* _REQUIREMENT_
Put the data below into a JSON list of strings, one string per line, with blank lines dropped. Leave the pictures out.

-- Start of THE DATA --

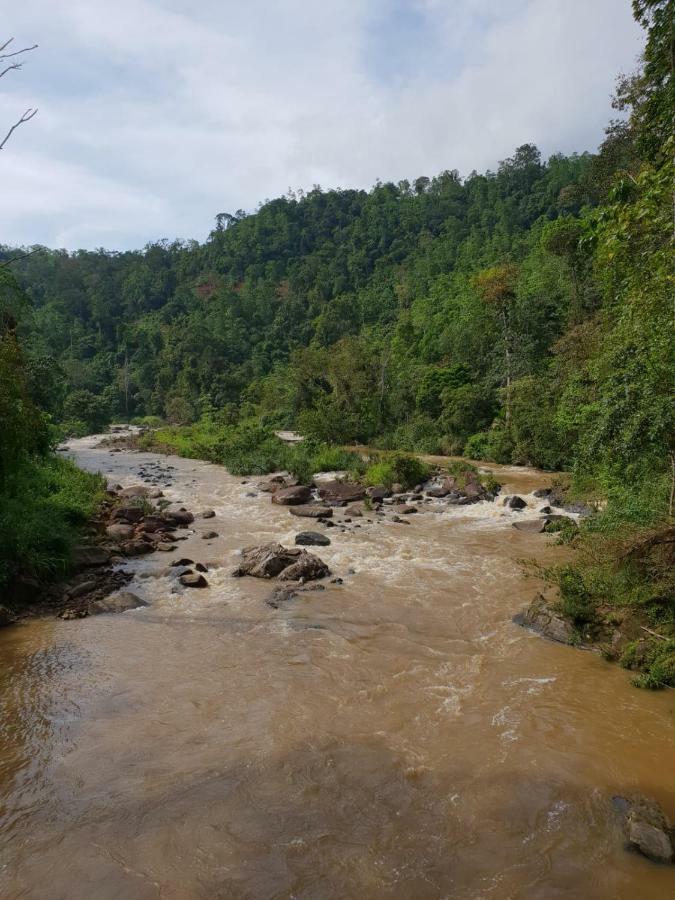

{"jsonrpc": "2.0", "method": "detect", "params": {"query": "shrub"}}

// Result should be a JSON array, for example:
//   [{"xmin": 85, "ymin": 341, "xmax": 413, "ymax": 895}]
[
  {"xmin": 0, "ymin": 457, "xmax": 104, "ymax": 593},
  {"xmin": 365, "ymin": 453, "xmax": 430, "ymax": 489}
]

-- End of THE DATA --

* _RESULT FOR THIS TASK_
[
  "{\"jsonrpc\": \"2.0\", \"method\": \"detect\", \"params\": {\"query\": \"shrub\"}}",
  "// Result should be a JSON array, for example:",
  "//   [{\"xmin\": 85, \"ymin\": 341, \"xmax\": 413, \"ymax\": 895}]",
  "[",
  "  {\"xmin\": 0, \"ymin\": 457, \"xmax\": 104, \"ymax\": 593},",
  "  {\"xmin\": 365, \"ymin\": 453, \"xmax\": 430, \"ymax\": 489}",
  "]"
]